══ EXTRAIT SOURCE ══

Il en va du revenu universel comme d’une vague : après une période de relative accalmie, le sujet ressurgit de tous côtés au travers d’initiatives politiques éparses, de nouveaux rapports et de débats passionnés. Autant qu’une proposition politique radicale, il est une piqûre de rappel : au milieu des incertitudes sur le devenir de nos sociétés et les transformations du travail, tout n’a pas encore été essayé. Aujourd’hui, alors que la Finlande s’apprêterait à expérimenter un revenu universel, qu’une initiative populaire pour un revenu inconditionnel a depuis longtemps vu le jour en Suisse, et que le rapport sur les “Nouvelles trajectoires” du Conseil National du Numérique préconise de “clarifier et expertiser les différentes propositions et expérimentations autour du revenu de base”, il est grand temps de passer aux rayons X un projet bien plus subversif qu’il n’y paraît.
Mesure technocratique ou projet de société ?

═══
══ DONNÉES AFFICHÉES ══

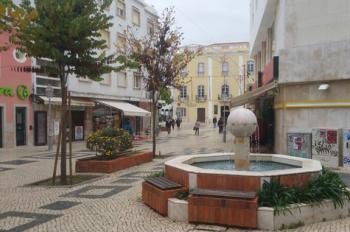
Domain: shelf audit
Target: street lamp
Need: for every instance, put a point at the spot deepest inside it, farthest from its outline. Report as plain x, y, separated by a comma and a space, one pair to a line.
49, 94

═══

LES CONSIGNES:
a – D'après le texte sur le revenu universel, à travers quelles trois choses le sujet ressurgit-il de tous côtés ?
b – Recopiez un passage du texte sur le revenu universel, en commençant aux mots « Il en va du » et en vous arrêtant après « qu’il n’y paraît. ». Remplacez-y « vague » par « marée ».
c – Rédigez la suite du texte sur le revenu universel, à partir de l'endroit où il s'arrête.
Les lignes forment un matériau indépendant du texte sur le revenu universel.

RÉPONSES AUX CONSIGNES:
a –
- Des initiatives politiques éparses
- De nouveaux rapports
- Des débats passionnés

b –
Il en va du revenu universel comme d’une marée : après une période de relative accalmie, le sujet ressurgit de tous côtés au travers d’initiatives politiques éparses, de nouveaux rapports et de débats passionnés. Autant qu’une proposition politique radicale, il est une piqûre de rappel : au milieu des incertitudes sur le devenir de nos sociétés et les transformations du travail, tout n’a pas encore été essayé. Aujourd’hui, alors que la Finlande s’apprêterait à expérimenter un revenu universel, qu’une initiative populaire pour un revenu inconditionnel a depuis longtemps vu le jour en Suisse, et que le rapport sur les “Nouvelles trajectoires” du Conseil National du Numérique préconise de “clarifier et expertiser les différentes propositions et expérimentations autour du revenu de base”, il est grand temps de passer aux rayons X un projet bien plus subversif qu’il n’y paraît.

c –
Au-delà de la question du devenir de l’emploi salarié, et plus fondamentalement des métamorphoses du travail, la question première est à mon sens la suivante : le revenu de base peut-il constituer un projet politique à part entière, capable de fédérer autour de lui un mouvement transpartisan, ou du moins une alliance ambitieuse entre des citoyens de plus en plus méfiants envers ceux qui les gouvernent et des élites imperméables à toute idée vaguement radicale ? En d’autres termes, quelles seraient les conséquences de la politisation inévitable d’une idée trop souvent assimilée à une mesure exclusivement technique qui peut bien être cuisinée à la sauce de n’importe quelle idéologie ?
Plus on tardera à mettre en avant les différences fondamentales entre les propositions de revenu universel formulées par ces courants idéologiques distincts, plus difficile deviendra la mise en place d'un projet politique. Car la meilleure façon d’étouffer une réforme, c’est de mettre un point d’honneur à l'entourer d'un consensus bancal : elle sera alors timide, incohérente, inefficace, et à force de vouloir satisfaire tout le monde, elle décevra tout le monde.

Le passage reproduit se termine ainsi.